→ **JOB**: Reproduce the records from the line containing "Isolate any visible vertical" through the end of the records, renaming "stabilizer" to "fin" and leaving all else unchanged.

Excerpts of bounding box data
━━━━━━

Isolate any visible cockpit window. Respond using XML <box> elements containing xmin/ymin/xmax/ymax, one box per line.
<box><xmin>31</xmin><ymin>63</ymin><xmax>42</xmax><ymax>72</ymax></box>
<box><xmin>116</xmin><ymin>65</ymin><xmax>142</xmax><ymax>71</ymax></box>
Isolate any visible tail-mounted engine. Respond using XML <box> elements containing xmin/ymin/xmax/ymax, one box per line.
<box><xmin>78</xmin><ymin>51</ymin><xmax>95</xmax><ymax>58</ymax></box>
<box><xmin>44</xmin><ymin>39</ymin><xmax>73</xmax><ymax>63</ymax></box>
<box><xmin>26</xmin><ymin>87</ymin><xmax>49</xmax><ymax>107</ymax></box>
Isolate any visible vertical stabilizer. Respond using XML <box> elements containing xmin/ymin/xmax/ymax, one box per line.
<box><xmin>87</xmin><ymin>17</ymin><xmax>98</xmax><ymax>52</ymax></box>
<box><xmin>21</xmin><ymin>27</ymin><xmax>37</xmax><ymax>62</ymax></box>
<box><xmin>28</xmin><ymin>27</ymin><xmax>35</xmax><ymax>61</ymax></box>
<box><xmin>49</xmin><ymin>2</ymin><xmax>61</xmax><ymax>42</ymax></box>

━━━━━━

→ **OUTPUT BELOW**:
Isolate any visible vertical fin. Respond using XML <box> elements containing xmin/ymin/xmax/ymax, one box per line.
<box><xmin>87</xmin><ymin>17</ymin><xmax>98</xmax><ymax>52</ymax></box>
<box><xmin>21</xmin><ymin>27</ymin><xmax>37</xmax><ymax>62</ymax></box>
<box><xmin>28</xmin><ymin>27</ymin><xmax>35</xmax><ymax>61</ymax></box>
<box><xmin>49</xmin><ymin>2</ymin><xmax>61</xmax><ymax>42</ymax></box>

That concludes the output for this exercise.